[Material to process — start]
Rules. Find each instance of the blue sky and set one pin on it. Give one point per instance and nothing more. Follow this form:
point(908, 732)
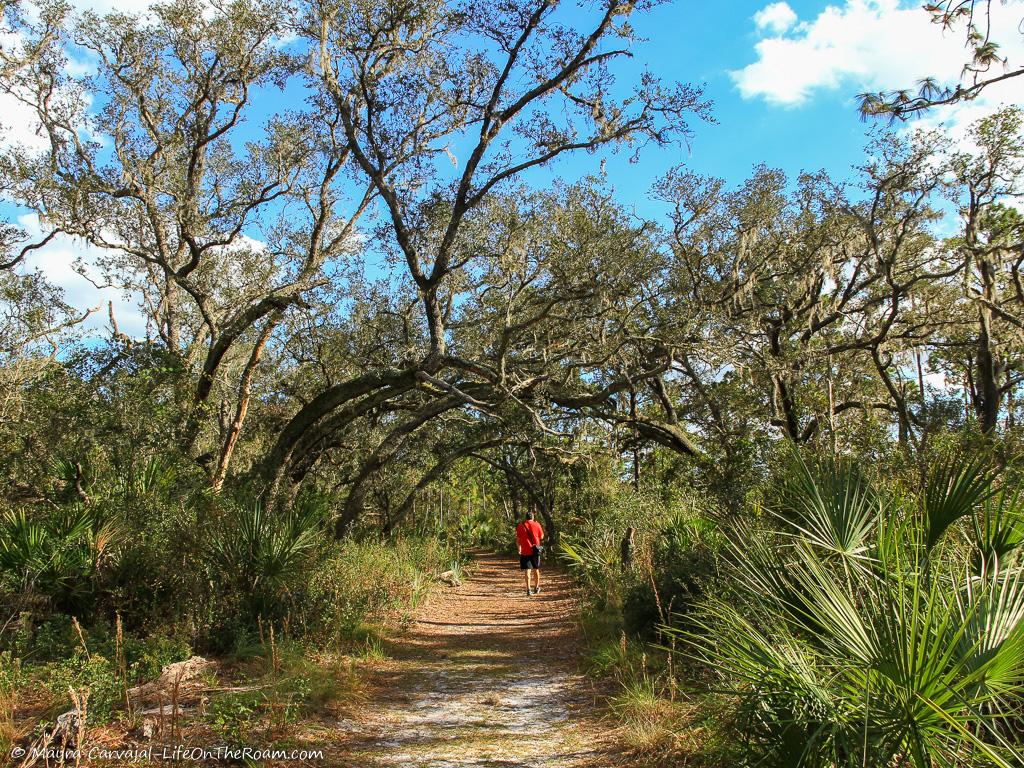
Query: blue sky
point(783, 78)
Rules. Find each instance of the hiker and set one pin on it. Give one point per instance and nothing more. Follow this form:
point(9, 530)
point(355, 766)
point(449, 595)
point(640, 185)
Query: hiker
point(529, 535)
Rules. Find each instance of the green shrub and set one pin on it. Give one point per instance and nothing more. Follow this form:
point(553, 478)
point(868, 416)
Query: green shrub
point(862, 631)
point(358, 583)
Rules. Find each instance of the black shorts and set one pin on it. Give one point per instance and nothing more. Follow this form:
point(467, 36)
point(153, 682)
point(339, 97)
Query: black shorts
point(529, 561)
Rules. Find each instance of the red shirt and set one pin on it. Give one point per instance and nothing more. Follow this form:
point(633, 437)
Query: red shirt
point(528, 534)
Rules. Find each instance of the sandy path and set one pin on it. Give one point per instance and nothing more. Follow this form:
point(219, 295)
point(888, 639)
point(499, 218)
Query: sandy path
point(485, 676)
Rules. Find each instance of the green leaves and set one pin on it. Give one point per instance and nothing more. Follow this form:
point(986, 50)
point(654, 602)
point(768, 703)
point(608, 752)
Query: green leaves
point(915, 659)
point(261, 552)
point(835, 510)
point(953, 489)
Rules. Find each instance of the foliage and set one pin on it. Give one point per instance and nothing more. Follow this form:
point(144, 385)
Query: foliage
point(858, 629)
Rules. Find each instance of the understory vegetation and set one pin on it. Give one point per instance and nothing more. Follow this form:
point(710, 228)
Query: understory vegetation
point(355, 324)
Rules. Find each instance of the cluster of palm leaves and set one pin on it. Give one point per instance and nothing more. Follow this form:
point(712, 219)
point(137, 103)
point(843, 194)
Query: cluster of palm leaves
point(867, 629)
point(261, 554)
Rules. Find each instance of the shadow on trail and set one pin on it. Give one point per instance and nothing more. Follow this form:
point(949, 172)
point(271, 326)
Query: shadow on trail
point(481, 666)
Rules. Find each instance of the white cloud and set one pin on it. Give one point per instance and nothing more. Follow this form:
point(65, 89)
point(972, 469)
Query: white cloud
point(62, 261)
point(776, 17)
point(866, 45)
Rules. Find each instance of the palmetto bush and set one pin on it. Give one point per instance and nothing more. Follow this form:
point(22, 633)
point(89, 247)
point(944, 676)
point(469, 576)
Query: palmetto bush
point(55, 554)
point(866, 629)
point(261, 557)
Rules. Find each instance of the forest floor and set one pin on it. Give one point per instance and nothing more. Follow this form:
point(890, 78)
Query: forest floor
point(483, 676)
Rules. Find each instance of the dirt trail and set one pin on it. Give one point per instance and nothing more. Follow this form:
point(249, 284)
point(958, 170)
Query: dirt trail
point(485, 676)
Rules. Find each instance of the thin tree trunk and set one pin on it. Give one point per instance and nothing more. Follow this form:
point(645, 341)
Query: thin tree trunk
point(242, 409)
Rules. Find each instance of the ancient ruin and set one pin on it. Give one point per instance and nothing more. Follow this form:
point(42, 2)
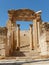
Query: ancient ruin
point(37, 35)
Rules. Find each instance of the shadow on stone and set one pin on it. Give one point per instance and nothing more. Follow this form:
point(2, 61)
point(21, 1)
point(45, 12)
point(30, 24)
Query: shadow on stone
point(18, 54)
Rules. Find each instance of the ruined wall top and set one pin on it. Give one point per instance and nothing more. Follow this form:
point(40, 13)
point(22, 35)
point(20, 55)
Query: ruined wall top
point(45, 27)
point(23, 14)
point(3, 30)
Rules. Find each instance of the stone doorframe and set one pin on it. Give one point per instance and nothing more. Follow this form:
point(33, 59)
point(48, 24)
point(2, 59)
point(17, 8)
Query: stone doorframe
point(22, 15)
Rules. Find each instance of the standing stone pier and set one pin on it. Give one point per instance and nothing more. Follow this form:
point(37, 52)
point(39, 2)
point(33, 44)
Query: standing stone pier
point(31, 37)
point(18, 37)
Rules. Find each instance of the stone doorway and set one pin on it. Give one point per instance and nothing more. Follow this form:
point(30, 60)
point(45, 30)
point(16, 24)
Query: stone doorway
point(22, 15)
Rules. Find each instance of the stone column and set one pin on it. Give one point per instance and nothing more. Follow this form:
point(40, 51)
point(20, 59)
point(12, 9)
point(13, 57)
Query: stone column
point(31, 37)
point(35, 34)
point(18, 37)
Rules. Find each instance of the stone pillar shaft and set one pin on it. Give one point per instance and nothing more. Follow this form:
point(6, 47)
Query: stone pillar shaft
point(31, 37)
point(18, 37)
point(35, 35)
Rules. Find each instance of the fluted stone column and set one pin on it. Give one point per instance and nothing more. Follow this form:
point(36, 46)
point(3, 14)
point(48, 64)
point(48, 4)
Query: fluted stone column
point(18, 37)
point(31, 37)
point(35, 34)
[Material to process — finish]
**Work instructions:** Output the listing above exactly, pictures omitted.

**Worked solution:**
Rules. Find each instance of the blue sky and set one pin on it. Give one point per instance and nothing more. Follow this form:
point(908, 732)
Query: blue sky
point(783, 78)
Rules. Find each instance of the hiker and set one pin on it. Give one point per instance and nothing more. Follow this form:
point(9, 530)
point(355, 766)
point(449, 595)
point(640, 185)
Query: hiker
point(529, 535)
Rules. Find each instance of the green shrub and set one pin on it. Give one point per instance and nothing more. Follow this form:
point(553, 478)
point(868, 416)
Query: green shrub
point(862, 631)
point(358, 583)
Rules. Find each instance of the black shorts and set one pin on it. Give one point per instance and nothing more. Follow this form:
point(467, 36)
point(153, 682)
point(339, 97)
Query: black shorts
point(529, 561)
Rules. Find each instance of the red shirt and set one pin on it. Give one point per instance and nothing more. Follow this form:
point(633, 437)
Query: red shirt
point(528, 534)
Rules. Find each instance of the sandy path and set one pin on it. Give one point per instance and nothing more. Follow this form:
point(219, 295)
point(888, 639)
point(499, 218)
Query: sandy path
point(485, 676)
Rules. Find each instance of the green leaves and set one pin on it. Give one point per instance and nothing more. Follow this form:
point(986, 50)
point(654, 602)
point(768, 703)
point(608, 752)
Query: green leaves
point(915, 659)
point(261, 552)
point(835, 510)
point(953, 489)
Rules. Find each instance of the foliage and set one pin on it. Give one point per instance and nothing more. Follow this form:
point(144, 385)
Query: foliage
point(858, 629)
Rules. Find each instance of the understory vegetation and set one pin on it. Give one point per instance and nothing more. Follow this form:
point(710, 228)
Query: understory vegetation
point(355, 324)
Rules. Find each instance of the cluster of palm leaves and set one pin on it. Give one point per instance and nothing more. Follow this form:
point(712, 219)
point(137, 103)
point(843, 194)
Query: cluster of palm leaves
point(867, 629)
point(261, 554)
Rules. Find each instance of the shadow on trail and set one pin on it. Give one point per instance and nothing more. Follow this form:
point(949, 172)
point(271, 326)
Query: shadow on trail
point(481, 666)
Rules. Find each instance of the white cloud and set one pin on it. Give one point per instance and nothing more. Follow this form:
point(65, 89)
point(972, 469)
Query: white cloud
point(62, 261)
point(776, 17)
point(866, 45)
Rules. Find each instance of the palmetto bush and set one pin on it. Give one point per instance and nothing more. Follow this form:
point(22, 633)
point(89, 247)
point(944, 676)
point(469, 576)
Query: palmetto bush
point(55, 554)
point(866, 629)
point(261, 557)
Rules. Find each instance of the forest floor and set one pin on it. Give one point per instance and nothing more. Follow this form:
point(890, 78)
Query: forest floor
point(483, 676)
Rules. Find each instance of the dirt trail and set one pin on it. Give one point per instance and nothing more. Follow this form:
point(249, 284)
point(958, 170)
Query: dirt trail
point(485, 676)
Rules. Find each instance of the thin tree trunk and set one pin on it. Give one point per instance and nothing more. Follow this form:
point(645, 341)
Query: thin tree trunk
point(242, 409)
Rules. Find each instance of the ancient ruin and set one pin on it. Give one point per instance and nothing more. Follow this form:
point(42, 2)
Query: ancient ruin
point(37, 35)
Rules. Find each instance of the shadow on stone and set one pin on it. Give one point per instance and nothing more. Follow this form:
point(2, 61)
point(21, 1)
point(45, 12)
point(30, 24)
Query: shadow on stone
point(18, 54)
Rules. Find each instance of the ruined wall top and set one pin on it. Give one point per instance and nothing more. Follow this form:
point(40, 13)
point(22, 35)
point(20, 55)
Query: ruined wall top
point(45, 27)
point(23, 14)
point(3, 30)
Rules. Find each instance of the stone doorframe and set one pin on it. Give one point per instance and nothing more. Follow this form:
point(33, 59)
point(48, 24)
point(2, 59)
point(17, 8)
Query: stone doorframe
point(22, 15)
Rules. Find each instance of the standing stone pier and set one pin on it. Give one point per instance and nothing more. Follow this form:
point(37, 52)
point(39, 2)
point(33, 44)
Query: standing stone pier
point(31, 37)
point(18, 37)
Rules. Find each instance of the stone doorway and set one pin on it. Give one point per instance and nothing more. Follow this form:
point(30, 60)
point(45, 30)
point(16, 24)
Query: stone doorway
point(22, 15)
Rules. Find each instance of the stone column and set one pin on it. Give one point per instance and nothing more. Follow this form:
point(40, 51)
point(20, 59)
point(12, 9)
point(13, 57)
Query: stone column
point(31, 37)
point(35, 34)
point(18, 37)
Rules. Find each instance of the stone pillar shaft and set one pin on it. Give one point per instance and nothing more. Follow this form:
point(6, 47)
Query: stone pillar shaft
point(31, 37)
point(18, 37)
point(35, 35)
Rules. Find each instance of the fluted stone column and set one pin on it. Give one point per instance and nothing more. Follow this form:
point(36, 46)
point(3, 14)
point(48, 64)
point(48, 4)
Query: fluted stone column
point(18, 37)
point(31, 37)
point(35, 34)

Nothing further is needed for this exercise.